• [Available records]:

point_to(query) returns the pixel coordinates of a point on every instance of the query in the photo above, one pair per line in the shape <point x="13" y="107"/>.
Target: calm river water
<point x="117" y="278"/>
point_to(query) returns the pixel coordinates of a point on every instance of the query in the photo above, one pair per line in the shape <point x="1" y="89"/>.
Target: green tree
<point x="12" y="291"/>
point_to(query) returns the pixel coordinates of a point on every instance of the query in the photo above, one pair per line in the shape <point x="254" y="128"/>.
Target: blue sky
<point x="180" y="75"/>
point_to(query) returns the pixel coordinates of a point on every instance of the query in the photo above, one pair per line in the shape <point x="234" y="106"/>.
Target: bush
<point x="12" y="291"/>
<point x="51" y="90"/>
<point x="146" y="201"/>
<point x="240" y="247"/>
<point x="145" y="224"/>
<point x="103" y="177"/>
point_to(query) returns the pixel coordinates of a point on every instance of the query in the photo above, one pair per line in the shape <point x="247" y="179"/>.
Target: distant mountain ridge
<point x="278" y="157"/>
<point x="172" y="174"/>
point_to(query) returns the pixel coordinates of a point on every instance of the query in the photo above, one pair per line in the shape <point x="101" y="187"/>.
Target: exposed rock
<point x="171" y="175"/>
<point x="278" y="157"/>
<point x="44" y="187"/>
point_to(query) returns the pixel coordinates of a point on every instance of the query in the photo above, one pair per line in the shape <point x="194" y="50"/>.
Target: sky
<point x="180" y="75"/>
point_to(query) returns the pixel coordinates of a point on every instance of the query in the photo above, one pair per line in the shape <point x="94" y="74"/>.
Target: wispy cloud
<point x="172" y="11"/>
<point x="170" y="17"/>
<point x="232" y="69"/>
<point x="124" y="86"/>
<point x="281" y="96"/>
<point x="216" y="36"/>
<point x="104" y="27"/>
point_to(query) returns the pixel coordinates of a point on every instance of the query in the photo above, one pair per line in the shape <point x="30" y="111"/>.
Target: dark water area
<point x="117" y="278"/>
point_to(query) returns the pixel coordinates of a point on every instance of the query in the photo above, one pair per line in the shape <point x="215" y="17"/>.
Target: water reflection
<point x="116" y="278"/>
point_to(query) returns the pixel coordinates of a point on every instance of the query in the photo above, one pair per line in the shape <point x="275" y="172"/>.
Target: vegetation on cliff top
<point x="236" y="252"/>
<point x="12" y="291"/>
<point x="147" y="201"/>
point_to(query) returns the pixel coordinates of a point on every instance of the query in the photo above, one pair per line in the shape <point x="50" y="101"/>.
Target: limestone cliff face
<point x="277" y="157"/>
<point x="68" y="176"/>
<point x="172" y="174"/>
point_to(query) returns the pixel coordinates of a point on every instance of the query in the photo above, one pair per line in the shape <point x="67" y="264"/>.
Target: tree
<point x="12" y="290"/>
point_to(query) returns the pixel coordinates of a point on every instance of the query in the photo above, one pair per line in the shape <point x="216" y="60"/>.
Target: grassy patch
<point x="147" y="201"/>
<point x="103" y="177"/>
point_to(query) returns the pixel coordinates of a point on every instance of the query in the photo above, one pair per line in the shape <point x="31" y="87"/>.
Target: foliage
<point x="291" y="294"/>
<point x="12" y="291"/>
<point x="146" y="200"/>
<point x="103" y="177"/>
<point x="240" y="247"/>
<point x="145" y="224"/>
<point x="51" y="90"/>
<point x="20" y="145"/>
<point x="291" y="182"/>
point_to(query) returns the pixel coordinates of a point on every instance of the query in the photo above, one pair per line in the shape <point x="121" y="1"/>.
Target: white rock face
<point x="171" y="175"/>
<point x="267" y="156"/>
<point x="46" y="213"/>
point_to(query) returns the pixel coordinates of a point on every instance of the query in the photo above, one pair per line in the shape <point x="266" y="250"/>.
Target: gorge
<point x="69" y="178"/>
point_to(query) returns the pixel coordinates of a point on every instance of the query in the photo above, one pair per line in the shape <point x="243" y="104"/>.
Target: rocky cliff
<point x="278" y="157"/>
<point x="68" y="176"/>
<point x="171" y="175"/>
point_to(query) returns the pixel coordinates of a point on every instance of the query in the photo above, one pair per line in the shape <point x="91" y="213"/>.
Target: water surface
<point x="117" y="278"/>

• [Problem to work on]: Repeat each record in full; every line must match exactly.

• [Answer for the task]:
point_to(query) returns the pixel coordinates of a point on every instance of the query in the photo above, one pair per line in the shape <point x="13" y="107"/>.
Target: calm river water
<point x="117" y="278"/>
point_to(query) returns the pixel coordinates of a point on every instance of the query in the photo above, one pair per line in the shape <point x="1" y="89"/>.
Target: green tree
<point x="12" y="291"/>
point_to(query) returns the pixel coordinates of a point on every instance of the query in the photo above, one pair per line in the shape <point x="254" y="128"/>.
Target: blue sky
<point x="180" y="75"/>
point_to(query) returns the pixel coordinates of a point on every instance of the query in the photo above, one pair per line in the shape <point x="234" y="106"/>.
Target: bush
<point x="12" y="291"/>
<point x="51" y="90"/>
<point x="146" y="201"/>
<point x="240" y="247"/>
<point x="145" y="224"/>
<point x="103" y="177"/>
point_to(query) returns the pixel coordinates of a point on every instance of the query in the photo above, one pair per line in the shape <point x="247" y="179"/>.
Target: distant mountain ridge
<point x="278" y="157"/>
<point x="172" y="174"/>
point_to(query) returns the pixel coordinates of a point on every instance of the query in the photo above, one pair per line in the shape <point x="101" y="187"/>.
Target: exposed rock
<point x="171" y="175"/>
<point x="278" y="157"/>
<point x="44" y="187"/>
point_to(query) returns the pixel coordinates of a point on every instance of the query in the photo above, one pair per line in the shape <point x="194" y="50"/>.
Target: sky
<point x="180" y="75"/>
point_to(query) returns the pixel coordinates of a point on every instance of the query in the photo above, one pair per line in the shape <point x="94" y="74"/>.
Target: wispy cloud
<point x="172" y="11"/>
<point x="170" y="17"/>
<point x="232" y="69"/>
<point x="124" y="86"/>
<point x="281" y="96"/>
<point x="216" y="36"/>
<point x="104" y="27"/>
point_to(query) returns the pixel coordinates of a point on every instance of the query in the photo above, one pair per line in the shape <point x="30" y="111"/>.
Target: dark water area
<point x="117" y="278"/>
point_to(query) returns the pixel coordinates of a point on every instance of the query in the photo above, one pair per line in the shape <point x="215" y="17"/>.
Target: water reflection
<point x="116" y="278"/>
point_to(query) returns the pixel coordinates of a point on every instance of the query in the photo above, one pair per line in the shape <point x="275" y="172"/>.
Target: vegetation on cliff top
<point x="236" y="252"/>
<point x="12" y="291"/>
<point x="147" y="201"/>
point_to(query) returns the pixel coordinates of a point on every instance of the query in the photo above, one pair per line in the shape <point x="50" y="101"/>.
Target: limestone cliff face
<point x="277" y="157"/>
<point x="68" y="176"/>
<point x="172" y="174"/>
point_to(query) returns the pixel coordinates of a point on every instance of the query in the photo above, one pair per line in the shape <point x="67" y="264"/>.
Target: tree
<point x="12" y="290"/>
point_to(query) returns the pixel coordinates of a point on every instance of the query in the photo above, one pair per line in the shape <point x="216" y="60"/>.
Target: grassy patch
<point x="147" y="201"/>
<point x="103" y="177"/>
point_to(query) returns the pixel coordinates of a point on every instance of the query in the photo above, one pair per line in the shape <point x="31" y="87"/>.
Target: foliage
<point x="291" y="294"/>
<point x="12" y="291"/>
<point x="146" y="200"/>
<point x="103" y="177"/>
<point x="240" y="247"/>
<point x="145" y="224"/>
<point x="51" y="90"/>
<point x="20" y="145"/>
<point x="291" y="182"/>
point_to(query) returns the pixel coordinates of a point on every instance of the query in the photo above, one pair per line in the shape <point x="121" y="1"/>.
Target: white rock face
<point x="171" y="175"/>
<point x="267" y="156"/>
<point x="46" y="213"/>
point_to(query) returns the pixel coordinates of a point on every instance of the query in the photo above, one pair per line in the shape <point x="266" y="250"/>.
Target: gorge
<point x="69" y="178"/>
point_to(query) returns the pixel coordinates of a point on every instance of the query in the photo above, one pair per line in the shape <point x="243" y="104"/>.
Target: rocky cliff
<point x="278" y="157"/>
<point x="68" y="176"/>
<point x="171" y="175"/>
point_to(query) returns the pixel coordinates of a point on every instance of the query in the photo above, one pair per line in the shape <point x="91" y="213"/>.
Target: water surface
<point x="117" y="278"/>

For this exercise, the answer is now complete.